Find the string "lake" in the listing and report every line that has it.

──────────────────────────────

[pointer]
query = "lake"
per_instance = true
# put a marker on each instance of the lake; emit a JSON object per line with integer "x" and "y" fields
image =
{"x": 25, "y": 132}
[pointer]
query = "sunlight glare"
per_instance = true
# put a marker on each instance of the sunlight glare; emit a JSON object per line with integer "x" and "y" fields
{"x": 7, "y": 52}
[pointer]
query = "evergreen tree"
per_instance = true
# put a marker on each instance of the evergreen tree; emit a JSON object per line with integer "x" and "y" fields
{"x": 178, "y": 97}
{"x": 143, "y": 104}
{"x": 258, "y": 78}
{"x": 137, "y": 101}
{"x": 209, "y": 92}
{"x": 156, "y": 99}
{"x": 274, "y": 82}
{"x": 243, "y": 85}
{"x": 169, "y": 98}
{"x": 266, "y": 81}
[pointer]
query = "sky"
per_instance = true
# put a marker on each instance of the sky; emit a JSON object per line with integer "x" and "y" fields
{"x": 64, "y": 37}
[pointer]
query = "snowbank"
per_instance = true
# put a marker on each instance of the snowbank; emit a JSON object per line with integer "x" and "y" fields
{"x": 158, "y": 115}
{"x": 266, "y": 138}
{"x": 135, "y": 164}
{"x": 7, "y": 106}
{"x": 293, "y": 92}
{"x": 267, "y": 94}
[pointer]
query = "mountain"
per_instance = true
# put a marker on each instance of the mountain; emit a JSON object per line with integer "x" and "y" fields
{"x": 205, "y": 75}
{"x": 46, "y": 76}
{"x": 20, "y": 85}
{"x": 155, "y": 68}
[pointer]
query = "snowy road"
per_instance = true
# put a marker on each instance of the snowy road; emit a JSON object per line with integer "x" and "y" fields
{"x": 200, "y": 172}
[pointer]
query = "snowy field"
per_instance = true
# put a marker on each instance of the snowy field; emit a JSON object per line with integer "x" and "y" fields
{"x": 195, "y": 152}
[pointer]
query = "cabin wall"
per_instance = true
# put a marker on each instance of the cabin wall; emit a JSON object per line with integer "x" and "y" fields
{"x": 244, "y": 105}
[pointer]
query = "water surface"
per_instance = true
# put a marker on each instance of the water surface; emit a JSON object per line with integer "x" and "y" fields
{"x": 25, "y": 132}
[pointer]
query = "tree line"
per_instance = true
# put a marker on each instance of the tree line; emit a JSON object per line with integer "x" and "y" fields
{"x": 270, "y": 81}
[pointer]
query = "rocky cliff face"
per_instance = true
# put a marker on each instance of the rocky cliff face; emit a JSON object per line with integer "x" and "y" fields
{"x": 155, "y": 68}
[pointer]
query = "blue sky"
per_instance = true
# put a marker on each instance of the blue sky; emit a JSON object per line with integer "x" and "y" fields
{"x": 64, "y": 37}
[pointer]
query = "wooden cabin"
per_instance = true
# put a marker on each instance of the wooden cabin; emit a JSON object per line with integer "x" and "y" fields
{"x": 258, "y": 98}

──────────────────────────────

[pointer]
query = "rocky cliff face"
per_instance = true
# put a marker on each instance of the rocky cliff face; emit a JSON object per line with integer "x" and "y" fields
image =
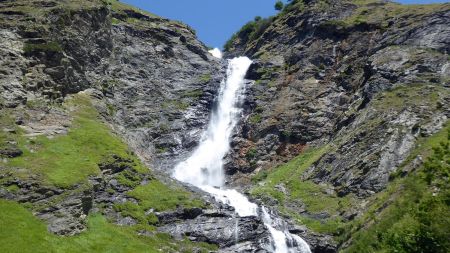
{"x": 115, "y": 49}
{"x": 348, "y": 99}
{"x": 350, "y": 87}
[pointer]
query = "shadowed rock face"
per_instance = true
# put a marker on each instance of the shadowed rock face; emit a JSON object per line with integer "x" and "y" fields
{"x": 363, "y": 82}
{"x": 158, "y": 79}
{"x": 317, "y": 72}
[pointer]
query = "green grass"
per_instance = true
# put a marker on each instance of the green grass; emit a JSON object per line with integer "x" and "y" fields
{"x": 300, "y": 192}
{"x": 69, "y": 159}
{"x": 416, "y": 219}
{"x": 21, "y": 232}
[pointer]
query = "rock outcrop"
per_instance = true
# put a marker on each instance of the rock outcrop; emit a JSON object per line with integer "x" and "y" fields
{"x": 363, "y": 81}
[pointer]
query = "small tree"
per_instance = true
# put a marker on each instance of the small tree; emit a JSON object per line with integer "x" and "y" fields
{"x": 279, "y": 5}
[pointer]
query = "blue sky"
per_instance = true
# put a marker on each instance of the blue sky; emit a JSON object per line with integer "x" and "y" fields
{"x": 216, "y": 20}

──────────────────────────────

▸ **TASK ANSWER**:
query = "lake"
# put a marker on each instance of the lake; emit a JSON object per line with integer "x" and "y" fields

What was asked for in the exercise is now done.